PROVIDED RECORDS –
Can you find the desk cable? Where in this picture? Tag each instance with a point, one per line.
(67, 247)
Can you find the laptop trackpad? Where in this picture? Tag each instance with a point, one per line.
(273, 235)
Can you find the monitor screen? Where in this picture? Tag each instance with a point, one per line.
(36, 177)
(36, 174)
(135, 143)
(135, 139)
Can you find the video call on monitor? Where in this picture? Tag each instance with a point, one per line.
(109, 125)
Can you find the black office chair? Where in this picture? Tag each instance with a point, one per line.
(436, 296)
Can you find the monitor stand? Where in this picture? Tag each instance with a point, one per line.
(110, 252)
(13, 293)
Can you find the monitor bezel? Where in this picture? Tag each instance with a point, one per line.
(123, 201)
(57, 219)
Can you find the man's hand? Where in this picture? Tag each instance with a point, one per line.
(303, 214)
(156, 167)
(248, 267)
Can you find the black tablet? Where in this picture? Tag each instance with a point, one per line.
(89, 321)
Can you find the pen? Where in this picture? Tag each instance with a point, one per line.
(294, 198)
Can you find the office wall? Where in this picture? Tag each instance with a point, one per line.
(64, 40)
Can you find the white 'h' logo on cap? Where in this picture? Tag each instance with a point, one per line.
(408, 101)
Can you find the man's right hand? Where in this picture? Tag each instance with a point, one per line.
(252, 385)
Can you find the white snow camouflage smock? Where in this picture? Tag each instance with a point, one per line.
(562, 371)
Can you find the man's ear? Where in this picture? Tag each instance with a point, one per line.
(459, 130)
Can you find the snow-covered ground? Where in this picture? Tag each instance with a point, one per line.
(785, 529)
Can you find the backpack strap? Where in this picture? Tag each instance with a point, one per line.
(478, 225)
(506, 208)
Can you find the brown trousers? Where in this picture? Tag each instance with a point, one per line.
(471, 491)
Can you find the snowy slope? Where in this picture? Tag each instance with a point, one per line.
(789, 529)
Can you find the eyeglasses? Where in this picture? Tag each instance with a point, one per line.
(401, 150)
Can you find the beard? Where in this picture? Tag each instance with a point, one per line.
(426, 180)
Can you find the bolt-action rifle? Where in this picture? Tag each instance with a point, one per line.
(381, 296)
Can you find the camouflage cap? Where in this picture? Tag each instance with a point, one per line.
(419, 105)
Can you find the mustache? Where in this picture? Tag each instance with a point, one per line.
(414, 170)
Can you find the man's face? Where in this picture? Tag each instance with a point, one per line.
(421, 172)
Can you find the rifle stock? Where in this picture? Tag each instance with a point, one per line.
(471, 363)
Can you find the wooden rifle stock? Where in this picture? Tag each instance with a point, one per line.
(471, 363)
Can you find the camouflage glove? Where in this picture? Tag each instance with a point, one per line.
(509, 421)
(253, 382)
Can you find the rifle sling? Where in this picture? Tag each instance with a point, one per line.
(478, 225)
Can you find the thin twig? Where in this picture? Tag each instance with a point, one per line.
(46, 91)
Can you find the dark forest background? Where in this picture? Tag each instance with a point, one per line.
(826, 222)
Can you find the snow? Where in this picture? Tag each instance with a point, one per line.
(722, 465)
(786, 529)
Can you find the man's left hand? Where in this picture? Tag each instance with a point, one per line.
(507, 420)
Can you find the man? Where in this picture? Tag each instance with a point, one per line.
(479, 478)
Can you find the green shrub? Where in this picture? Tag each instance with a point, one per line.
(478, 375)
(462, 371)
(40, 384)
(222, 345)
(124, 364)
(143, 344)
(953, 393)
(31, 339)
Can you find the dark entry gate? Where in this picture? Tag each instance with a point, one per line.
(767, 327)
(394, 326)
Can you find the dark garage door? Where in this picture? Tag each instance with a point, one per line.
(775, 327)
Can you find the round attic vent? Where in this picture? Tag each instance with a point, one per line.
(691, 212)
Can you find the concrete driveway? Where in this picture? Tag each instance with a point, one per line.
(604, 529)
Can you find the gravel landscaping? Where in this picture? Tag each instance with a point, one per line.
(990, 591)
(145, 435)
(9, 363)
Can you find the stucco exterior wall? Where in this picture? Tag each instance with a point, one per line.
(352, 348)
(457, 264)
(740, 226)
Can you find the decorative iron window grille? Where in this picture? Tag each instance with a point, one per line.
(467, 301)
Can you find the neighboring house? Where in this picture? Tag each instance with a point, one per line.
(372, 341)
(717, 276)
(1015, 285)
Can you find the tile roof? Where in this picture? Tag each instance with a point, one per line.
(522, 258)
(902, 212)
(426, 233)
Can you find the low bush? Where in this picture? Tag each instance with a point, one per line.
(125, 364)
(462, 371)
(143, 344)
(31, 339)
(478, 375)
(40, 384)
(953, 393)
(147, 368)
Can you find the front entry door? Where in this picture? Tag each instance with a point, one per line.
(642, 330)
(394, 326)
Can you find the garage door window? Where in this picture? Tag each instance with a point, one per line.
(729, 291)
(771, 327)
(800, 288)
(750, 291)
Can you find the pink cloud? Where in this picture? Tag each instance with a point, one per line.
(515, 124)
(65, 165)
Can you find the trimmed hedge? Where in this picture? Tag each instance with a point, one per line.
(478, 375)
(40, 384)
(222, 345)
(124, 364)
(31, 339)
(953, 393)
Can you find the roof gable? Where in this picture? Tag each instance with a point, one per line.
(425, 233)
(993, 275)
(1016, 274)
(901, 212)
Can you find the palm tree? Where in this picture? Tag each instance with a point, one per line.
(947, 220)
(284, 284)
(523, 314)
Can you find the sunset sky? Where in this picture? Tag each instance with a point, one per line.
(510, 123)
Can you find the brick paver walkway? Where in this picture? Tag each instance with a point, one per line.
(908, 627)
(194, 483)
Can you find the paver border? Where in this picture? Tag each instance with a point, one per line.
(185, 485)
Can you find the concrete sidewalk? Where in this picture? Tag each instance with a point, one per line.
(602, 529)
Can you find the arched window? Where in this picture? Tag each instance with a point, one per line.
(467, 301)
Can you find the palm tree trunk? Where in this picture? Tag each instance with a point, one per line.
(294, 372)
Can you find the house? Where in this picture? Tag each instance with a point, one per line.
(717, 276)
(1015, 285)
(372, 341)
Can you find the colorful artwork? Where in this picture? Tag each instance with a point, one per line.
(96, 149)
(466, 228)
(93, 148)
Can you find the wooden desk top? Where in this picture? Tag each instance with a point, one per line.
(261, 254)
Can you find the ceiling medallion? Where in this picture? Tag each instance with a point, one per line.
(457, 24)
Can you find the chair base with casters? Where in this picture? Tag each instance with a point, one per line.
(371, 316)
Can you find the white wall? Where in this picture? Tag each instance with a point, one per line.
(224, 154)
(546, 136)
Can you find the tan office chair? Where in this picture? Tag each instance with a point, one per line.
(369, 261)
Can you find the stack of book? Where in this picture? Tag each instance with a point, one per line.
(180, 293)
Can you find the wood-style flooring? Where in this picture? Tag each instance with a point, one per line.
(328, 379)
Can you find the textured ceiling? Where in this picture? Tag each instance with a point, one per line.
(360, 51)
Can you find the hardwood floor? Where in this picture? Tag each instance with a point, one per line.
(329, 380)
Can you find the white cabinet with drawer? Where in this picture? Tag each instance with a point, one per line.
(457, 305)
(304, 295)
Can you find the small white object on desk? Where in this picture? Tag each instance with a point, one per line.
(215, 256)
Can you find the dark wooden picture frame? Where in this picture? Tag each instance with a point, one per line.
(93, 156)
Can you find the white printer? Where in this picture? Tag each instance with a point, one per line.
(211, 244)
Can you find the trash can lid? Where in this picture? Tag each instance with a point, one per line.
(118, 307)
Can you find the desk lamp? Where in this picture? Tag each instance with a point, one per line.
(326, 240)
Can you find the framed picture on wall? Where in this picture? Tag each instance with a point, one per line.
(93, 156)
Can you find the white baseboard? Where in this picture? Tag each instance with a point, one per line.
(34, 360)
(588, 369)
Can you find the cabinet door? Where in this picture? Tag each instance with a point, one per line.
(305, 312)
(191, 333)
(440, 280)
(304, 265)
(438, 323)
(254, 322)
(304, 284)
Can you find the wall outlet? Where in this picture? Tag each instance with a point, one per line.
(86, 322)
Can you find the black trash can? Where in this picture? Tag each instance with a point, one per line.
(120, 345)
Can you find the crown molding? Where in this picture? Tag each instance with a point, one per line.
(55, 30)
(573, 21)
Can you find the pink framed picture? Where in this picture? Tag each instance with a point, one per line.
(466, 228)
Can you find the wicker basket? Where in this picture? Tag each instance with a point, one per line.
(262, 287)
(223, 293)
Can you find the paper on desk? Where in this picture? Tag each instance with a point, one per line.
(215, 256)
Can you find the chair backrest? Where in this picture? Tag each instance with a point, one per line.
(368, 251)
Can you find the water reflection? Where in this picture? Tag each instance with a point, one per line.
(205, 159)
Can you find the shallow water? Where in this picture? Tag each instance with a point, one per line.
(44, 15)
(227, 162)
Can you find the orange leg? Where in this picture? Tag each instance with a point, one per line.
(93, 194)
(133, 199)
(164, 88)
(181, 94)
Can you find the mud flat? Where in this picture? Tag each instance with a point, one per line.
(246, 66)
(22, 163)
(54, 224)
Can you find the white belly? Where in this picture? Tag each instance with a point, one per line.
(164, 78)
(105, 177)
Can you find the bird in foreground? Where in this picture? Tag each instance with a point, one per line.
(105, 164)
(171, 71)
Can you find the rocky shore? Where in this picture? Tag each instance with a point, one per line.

GIVEN REQUEST – Give again only the lines of the material above that run from the one with "Can you find the water" through the end, both included, exactly as they appear.

SOLUTION TO THE EXERCISE –
Can you find the water reflection? Where in this picture? Tag each instance with a point, one per line.
(205, 159)
Can you find the shallow water? Where in this picture? Tag each instance with a point, one per line.
(44, 15)
(227, 162)
Can you find the orange leg? Where in this picture? Tag each instance with a point, one per line.
(93, 194)
(133, 199)
(164, 88)
(181, 94)
Can you find the mud flat? Where in this picture? Tag each instance with a point, one per line.
(246, 66)
(22, 163)
(54, 224)
Can you find the white belly? Where in this picture? Tag each instance with a point, one per line.
(164, 78)
(105, 177)
Can you find the bird in foreground? Where in this picture? Tag each instance with a point, one per line.
(105, 164)
(171, 71)
Can you find the rocky shore? Where in this picture? Tag each instance with a point, one per line.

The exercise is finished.